*節選原文*:
^^^^^^^^

好書試閱

◎牛糞中的神性,瓦拉那西

當清晨的火車抵達卡修拉荷站時,剛下過雨,地面的水窪反映陰鬱的天空,潮濕的空氣中還有幾滴零星的雨水。與現實不同,卡修拉荷在我的想像中,是乾燥的,烈日當空,照在黃土色廟宇上的光線所造成的強烈陰影,加深了建築物荒蕪、枯竭之感,讓人聯想起回教徒來臨之前的古印度昌德拉朝,一度繁盛而後衰敗的,時光的刻痕。昌德拉朝似乎是一個歷代君王對月亮女神迷戀的故事,其崇拜幾乎貫串王朝歷史,有如馬奎斯《百年孤寂》中邦迪亞家族對亂倫的慾望與壓抑並行的收縮與弛張,肉慾的歡樂與神性的憂鬱。浮雕上的女體越是豐盈飽滿,舞台落幕之後就越是歷經滄桑,被時間侵蝕後所呈現出來的面貌,如此令人哀傷。

^^^^^^^^

*標註點紀錄*:
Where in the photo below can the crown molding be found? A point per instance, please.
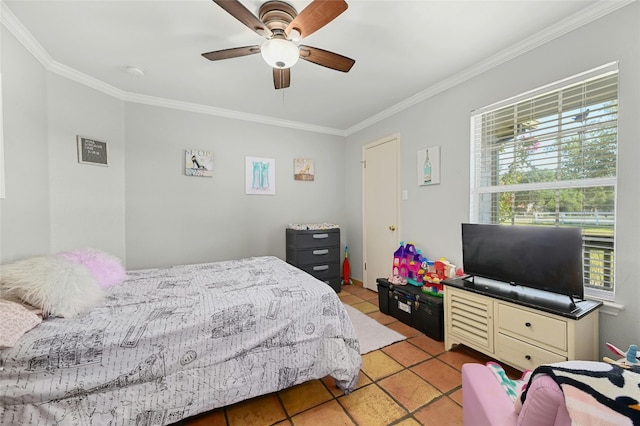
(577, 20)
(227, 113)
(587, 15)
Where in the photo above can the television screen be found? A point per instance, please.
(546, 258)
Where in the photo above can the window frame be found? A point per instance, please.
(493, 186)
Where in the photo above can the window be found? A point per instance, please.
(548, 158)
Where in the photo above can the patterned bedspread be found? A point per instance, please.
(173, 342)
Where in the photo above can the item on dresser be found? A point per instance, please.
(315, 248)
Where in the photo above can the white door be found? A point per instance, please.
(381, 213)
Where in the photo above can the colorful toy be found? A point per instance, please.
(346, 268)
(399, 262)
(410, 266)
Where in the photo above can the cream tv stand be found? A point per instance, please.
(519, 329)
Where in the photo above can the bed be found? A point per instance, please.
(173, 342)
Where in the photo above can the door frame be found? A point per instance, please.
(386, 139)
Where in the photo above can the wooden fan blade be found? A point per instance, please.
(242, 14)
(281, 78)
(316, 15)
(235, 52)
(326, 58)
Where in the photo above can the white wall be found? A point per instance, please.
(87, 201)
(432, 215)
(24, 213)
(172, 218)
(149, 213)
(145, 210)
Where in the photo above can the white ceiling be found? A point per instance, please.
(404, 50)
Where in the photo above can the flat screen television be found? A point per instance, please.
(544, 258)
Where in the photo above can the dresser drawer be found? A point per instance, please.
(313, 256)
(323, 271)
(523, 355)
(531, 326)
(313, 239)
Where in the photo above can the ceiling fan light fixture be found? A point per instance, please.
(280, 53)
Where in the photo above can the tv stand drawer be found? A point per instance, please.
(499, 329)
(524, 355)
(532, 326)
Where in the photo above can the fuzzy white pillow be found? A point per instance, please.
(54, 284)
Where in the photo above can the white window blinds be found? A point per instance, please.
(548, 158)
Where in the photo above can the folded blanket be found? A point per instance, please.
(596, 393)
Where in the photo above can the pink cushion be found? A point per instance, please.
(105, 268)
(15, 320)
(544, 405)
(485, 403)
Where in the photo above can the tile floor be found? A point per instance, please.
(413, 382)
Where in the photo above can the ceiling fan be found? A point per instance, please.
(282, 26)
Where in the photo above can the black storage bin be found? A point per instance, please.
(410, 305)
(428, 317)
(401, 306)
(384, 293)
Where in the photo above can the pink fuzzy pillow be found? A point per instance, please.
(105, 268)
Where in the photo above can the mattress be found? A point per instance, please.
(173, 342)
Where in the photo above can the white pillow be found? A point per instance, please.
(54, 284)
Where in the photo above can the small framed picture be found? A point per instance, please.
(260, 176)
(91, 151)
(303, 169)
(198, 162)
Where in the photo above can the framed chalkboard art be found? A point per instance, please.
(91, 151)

^^^^^^^^

*待辦任務*:
A - 根據節選原文回答以下問題:
(i) 清晨火車抵達卡修拉荷站時,剛發生了什麼天氣變化?
(ii) 昌德拉朝歷代君王迷戀的是哪位神祇?
(iii) 文中拿來比擬的小說是哪一部,作者是誰?
B - 把節選原文中從"當清晨的火車抵達卡修拉荷站時"起、到"現出來的面貌,如此令人哀傷。"為止(含)的部分重寫一遍,並將其中的"火車"換成"巴士"。
C - 節選原文寫到清晨火車抵達卡修拉荷站時實際看到的景象,請逐項列出。

*任務答案*:
A -
(i) 剛下過雨。
(ii) 月亮女神。
(iii) 《百年孤寂》,作者是馬奎斯。

B -
當清晨的巴士抵達卡修拉荷站時,剛下過雨,地面的水窪反映陰鬱的天空,潮濕的空氣中還有幾滴零星的雨水。與現實不同,卡修拉荷在我的想像中,是乾燥的,烈日當空,照在黃土色廟宇上的光線所造成的強烈陰影,加深了建築物荒蕪、枯竭之感,讓人聯想起回教徒來臨之前的古印度昌德拉朝,一度繁盛而後衰敗的,時光的刻痕。昌德拉朝似乎是一個歷代君王對月亮女神迷戀的故事,其崇拜幾乎貫串王朝歷史,有如馬奎斯《百年孤寂》中邦迪亞家族對亂倫的慾望與壓抑並行的收縮與弛張,肉慾的歡樂與神性的憂鬱。浮雕上的女體越是豐盈飽滿,舞台落幕之後就越是歷經滄桑,被時間侵蝕後所呈現出來的面貌,如此令人哀傷。

C -
- 剛下過雨
- 地面的水窪反映陰鬱的天空
- 潮濕的空氣中還有幾滴零星的雨水